* [What you will do]:
Reproduce every one of the following items verbatim, omitting the pictures from your output.

* [Data listing]:
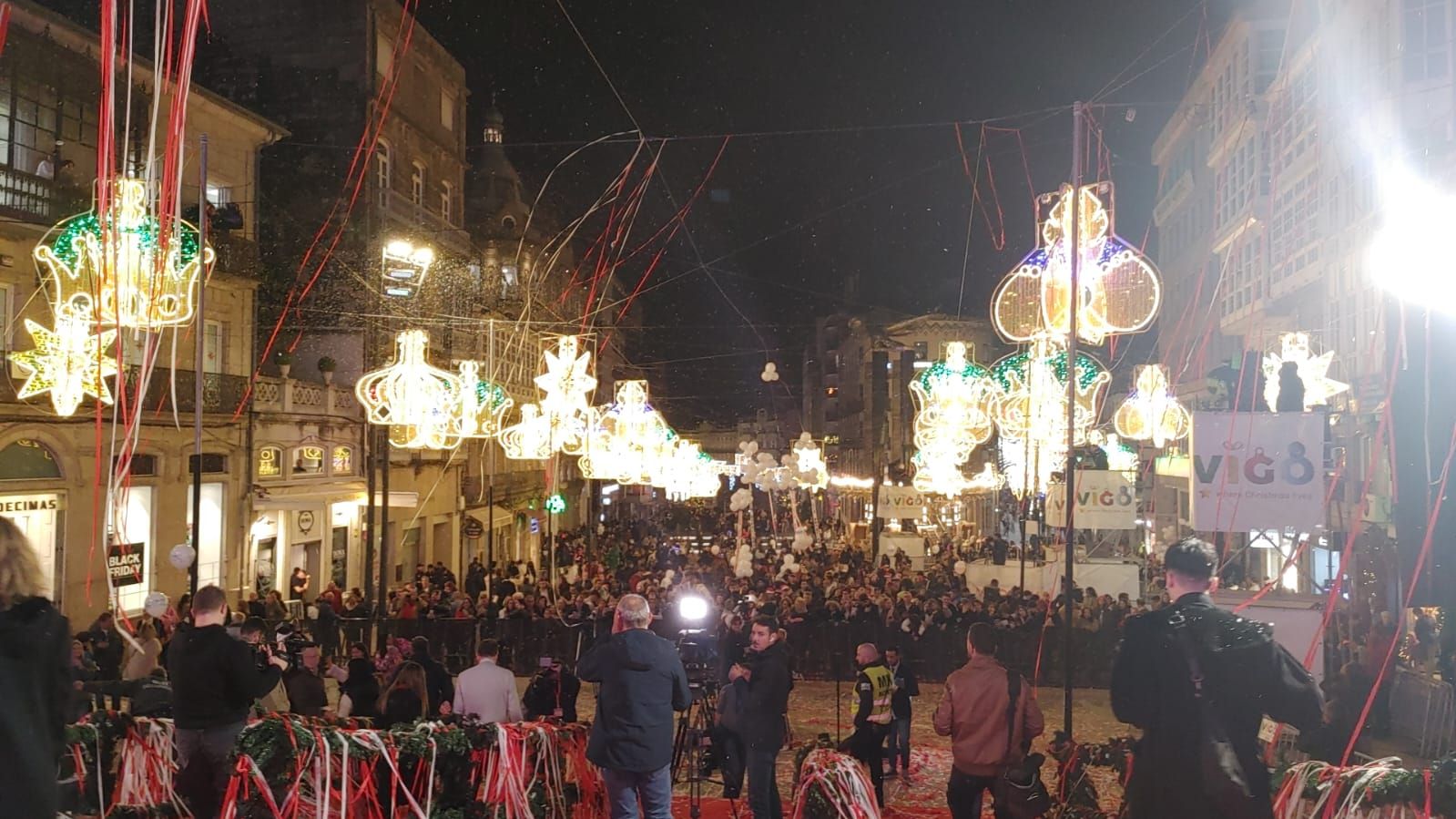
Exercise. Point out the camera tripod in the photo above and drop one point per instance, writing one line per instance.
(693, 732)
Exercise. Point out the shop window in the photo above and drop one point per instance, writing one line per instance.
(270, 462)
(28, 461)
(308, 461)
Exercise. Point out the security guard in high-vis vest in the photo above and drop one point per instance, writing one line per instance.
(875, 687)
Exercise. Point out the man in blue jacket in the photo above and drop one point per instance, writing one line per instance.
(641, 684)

* [Solution]:
Exercise. Point out the camera tripod in the photo above and drop one point per instance, writing one line per instance.
(693, 732)
Exercise. Point out the shop window in the photo above and drop one point per instance, writing one line per instance.
(270, 462)
(28, 461)
(308, 461)
Exercise. Point out the security guard in high-vis vest in the photo above and drop one point per instance, writing one line per instance.
(875, 687)
Exercise. Point out the man in blue jacket in the photo above and drop one point per instance, writing one line per instance.
(641, 684)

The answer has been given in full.